# LoRA Rank Comparison

In [2]:
ranks = ["4", "16", "64", "256"]
models = ["lora_" + r + ".pt" for r in ranks]
models

['lora_4.pt', 'lora_16.pt', 'lora_64.pt', 'lora_256.pt']

# Compute BLEU Score

In [10]:
import collections
import math

import torch
from torchtext.data.utils import ngrams_iterator


def _compute_ngram_counter(tokens, max_n):
    assert max_n > 0
    ngrams_counter = collections.Counter(tuple(x.split(" ")) for x in ngrams_iterator(tokens, max_n))

    return ngrams_counter


def bleu_score(candidate_corpus, references_corpus, max_n=4, weights=[0.25] * 4):

    assert max_n == len(weights), 'Length of the "weights" list has be equal to max_n'
    assert len(candidate_corpus) == len(
        references_corpus
    ), "The length of candidate and reference corpus should be the same"

    clipped_counts = torch.zeros(max_n)
    total_counts = torch.zeros(max_n)
    weights = torch.tensor(weights)

    candidate_len = 0.0
    refs_len = 0.0

    for (candidate, refs) in zip(candidate_corpus, references_corpus):
        current_candidate_len = len(candidate)
        candidate_len += current_candidate_len

        # Get the length of the reference that's closest in length to the candidate
        refs_len_list = [float(len(ref)) for ref in refs]
        refs_len += min(refs_len_list, key=lambda x: abs(current_candidate_len - x))

        reference_counters = _compute_ngram_counter(refs[0], max_n)
        for ref in refs[1:]:
            reference_counters = reference_counters | _compute_ngram_counter(ref, max_n)

        candidate_counter = _compute_ngram_counter(candidate, max_n)

### EXTRACTED RECORDS
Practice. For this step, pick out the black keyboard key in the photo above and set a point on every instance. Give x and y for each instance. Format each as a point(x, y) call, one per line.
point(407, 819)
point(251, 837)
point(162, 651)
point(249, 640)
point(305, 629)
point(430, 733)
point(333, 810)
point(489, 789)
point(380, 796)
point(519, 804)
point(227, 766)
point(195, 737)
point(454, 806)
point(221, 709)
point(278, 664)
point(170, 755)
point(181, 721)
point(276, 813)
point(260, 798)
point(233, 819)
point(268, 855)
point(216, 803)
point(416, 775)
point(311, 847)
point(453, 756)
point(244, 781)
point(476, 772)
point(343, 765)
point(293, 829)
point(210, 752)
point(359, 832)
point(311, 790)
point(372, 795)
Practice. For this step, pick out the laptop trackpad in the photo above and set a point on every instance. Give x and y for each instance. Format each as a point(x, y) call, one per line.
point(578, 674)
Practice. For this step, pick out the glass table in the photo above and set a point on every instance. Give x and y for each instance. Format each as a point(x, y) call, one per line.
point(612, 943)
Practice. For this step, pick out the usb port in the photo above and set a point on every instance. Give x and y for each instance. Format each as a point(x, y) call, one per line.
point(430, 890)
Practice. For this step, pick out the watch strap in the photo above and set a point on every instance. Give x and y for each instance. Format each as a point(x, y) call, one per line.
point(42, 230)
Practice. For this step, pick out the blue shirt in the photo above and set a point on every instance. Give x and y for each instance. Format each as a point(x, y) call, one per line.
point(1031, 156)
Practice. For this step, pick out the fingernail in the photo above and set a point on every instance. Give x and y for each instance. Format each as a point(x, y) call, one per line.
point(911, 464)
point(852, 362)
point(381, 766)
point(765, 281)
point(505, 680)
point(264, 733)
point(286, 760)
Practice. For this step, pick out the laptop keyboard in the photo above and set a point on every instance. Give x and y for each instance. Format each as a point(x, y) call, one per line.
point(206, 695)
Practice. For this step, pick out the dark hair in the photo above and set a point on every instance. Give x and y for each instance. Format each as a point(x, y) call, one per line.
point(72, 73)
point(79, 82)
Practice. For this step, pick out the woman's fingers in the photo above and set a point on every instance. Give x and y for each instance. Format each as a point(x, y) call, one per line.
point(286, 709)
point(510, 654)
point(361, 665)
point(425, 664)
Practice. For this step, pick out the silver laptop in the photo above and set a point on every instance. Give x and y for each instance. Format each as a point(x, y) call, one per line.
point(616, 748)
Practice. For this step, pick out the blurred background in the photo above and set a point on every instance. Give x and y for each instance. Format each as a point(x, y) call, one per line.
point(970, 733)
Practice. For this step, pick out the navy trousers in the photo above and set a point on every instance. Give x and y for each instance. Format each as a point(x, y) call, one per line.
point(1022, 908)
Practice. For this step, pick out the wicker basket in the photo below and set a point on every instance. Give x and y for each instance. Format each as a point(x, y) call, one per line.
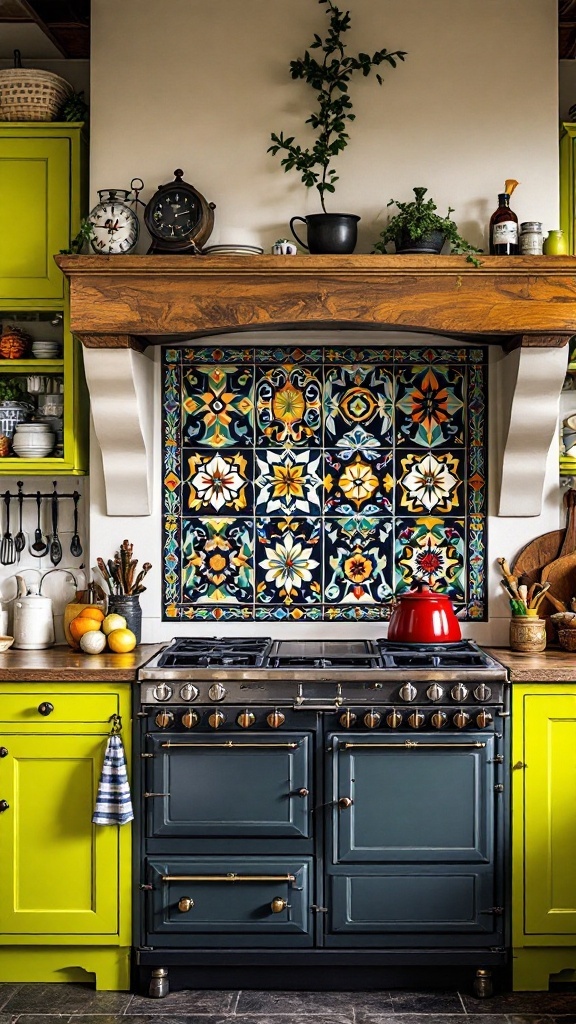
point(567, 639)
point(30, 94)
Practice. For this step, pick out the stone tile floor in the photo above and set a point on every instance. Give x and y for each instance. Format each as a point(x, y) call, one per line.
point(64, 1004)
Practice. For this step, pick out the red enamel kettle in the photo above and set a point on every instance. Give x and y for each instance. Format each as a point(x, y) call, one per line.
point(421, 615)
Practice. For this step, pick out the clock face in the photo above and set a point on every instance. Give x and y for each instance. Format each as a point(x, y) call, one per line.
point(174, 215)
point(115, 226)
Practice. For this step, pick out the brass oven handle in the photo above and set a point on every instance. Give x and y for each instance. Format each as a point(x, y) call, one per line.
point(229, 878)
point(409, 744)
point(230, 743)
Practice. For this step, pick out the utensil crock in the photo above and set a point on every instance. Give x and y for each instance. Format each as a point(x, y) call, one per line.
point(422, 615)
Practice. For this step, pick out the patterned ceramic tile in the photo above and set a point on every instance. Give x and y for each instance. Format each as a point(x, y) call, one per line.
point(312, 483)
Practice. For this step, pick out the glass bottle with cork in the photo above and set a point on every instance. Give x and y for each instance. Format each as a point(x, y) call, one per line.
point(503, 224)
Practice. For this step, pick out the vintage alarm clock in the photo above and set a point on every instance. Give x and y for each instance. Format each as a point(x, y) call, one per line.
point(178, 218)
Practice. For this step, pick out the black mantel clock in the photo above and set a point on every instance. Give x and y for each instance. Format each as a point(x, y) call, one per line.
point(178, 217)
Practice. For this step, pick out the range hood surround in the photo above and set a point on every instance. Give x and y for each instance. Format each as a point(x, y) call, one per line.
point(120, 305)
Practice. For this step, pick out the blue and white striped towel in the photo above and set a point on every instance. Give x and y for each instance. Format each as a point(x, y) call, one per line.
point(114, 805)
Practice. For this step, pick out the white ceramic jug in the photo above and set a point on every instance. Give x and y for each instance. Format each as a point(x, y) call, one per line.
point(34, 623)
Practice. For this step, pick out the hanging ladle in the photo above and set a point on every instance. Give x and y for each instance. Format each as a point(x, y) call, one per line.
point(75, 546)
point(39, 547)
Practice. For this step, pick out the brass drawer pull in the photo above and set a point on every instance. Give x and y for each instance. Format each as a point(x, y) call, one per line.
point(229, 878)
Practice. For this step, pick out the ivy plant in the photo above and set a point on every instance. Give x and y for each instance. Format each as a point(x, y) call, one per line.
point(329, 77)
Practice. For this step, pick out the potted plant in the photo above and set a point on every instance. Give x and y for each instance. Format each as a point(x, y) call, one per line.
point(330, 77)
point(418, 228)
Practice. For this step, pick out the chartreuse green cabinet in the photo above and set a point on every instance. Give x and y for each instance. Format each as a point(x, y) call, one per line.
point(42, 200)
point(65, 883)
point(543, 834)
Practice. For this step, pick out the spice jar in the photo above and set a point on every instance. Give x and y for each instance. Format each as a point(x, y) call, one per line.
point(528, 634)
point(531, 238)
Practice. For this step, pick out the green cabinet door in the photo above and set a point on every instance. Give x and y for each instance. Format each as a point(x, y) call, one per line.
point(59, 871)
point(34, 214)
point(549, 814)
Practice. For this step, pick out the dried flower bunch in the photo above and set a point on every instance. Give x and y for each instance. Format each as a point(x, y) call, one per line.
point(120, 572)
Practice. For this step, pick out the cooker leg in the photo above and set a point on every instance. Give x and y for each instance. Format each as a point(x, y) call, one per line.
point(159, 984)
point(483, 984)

* * *

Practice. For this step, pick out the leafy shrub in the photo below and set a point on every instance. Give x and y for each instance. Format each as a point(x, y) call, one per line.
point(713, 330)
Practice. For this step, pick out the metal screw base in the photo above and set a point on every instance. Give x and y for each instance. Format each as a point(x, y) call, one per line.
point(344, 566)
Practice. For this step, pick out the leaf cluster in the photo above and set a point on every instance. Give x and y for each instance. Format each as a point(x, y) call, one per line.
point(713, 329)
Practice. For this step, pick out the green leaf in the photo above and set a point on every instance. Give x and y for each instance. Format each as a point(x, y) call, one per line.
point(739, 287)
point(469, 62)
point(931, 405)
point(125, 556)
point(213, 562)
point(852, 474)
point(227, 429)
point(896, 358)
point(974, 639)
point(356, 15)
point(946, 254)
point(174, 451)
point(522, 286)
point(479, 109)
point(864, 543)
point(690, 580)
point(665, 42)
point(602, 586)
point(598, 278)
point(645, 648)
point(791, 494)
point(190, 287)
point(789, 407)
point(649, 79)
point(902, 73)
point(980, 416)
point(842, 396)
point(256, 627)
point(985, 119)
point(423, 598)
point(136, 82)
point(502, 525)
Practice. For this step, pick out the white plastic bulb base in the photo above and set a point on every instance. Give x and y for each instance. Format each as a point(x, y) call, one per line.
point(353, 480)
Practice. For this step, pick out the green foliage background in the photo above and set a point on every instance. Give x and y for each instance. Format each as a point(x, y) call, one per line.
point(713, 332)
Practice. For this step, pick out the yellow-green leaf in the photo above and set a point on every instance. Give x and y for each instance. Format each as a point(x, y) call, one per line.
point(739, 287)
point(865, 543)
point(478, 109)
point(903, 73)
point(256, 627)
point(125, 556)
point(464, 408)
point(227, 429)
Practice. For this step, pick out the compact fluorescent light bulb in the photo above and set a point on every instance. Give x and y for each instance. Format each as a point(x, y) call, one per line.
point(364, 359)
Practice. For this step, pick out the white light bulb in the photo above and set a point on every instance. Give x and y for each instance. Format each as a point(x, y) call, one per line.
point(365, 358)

### DIRECTIVES
1. Answer these about the LoRA rank comparison notebook, one line each:
(a) Which rank values are listed in the first code block?
(b) What is the default value of max_n in bleu_score?
(c) Which module is ngrams_iterator imported from?
2. In the LoRA rank comparison notebook, translate this comment into Spanish: "Get the length of the reference that's closest in length to the candidate"
3. Pick up the LoRA rank comparison notebook right after its last line and continue the code from there.

### ANSWERS TO THE TASKS
1.
(a) 4, 16, 64 and 256
(b) 4
(c) torchtext.data.utils

2. Obtén la longitud de la referencia cuya longitud sea la más cercana a la del candidato

3.
        clipped_counter = candidate_counter & reference_counters

        for ngram, count in clipped_counter.items():
            clipped_counts[len(ngram) - 1] += count

        for i in range(max_n):
            # The number of N-grams in a `candidate` of T tokens is `T - (N - 1)`
            total_counts[i] += max(current_candidate_len - i, 0)

    if min(clipped_counts) == 0:
        return 0.0
    else:
        pn = clipped_counts / total_counts
        log_pn = weights * torch.log(pn)
        score = torch.exp(sum(log_pn))

        bp = math.exp(min(1 - refs_len / candidate_len, 0))

        return bp * score.item()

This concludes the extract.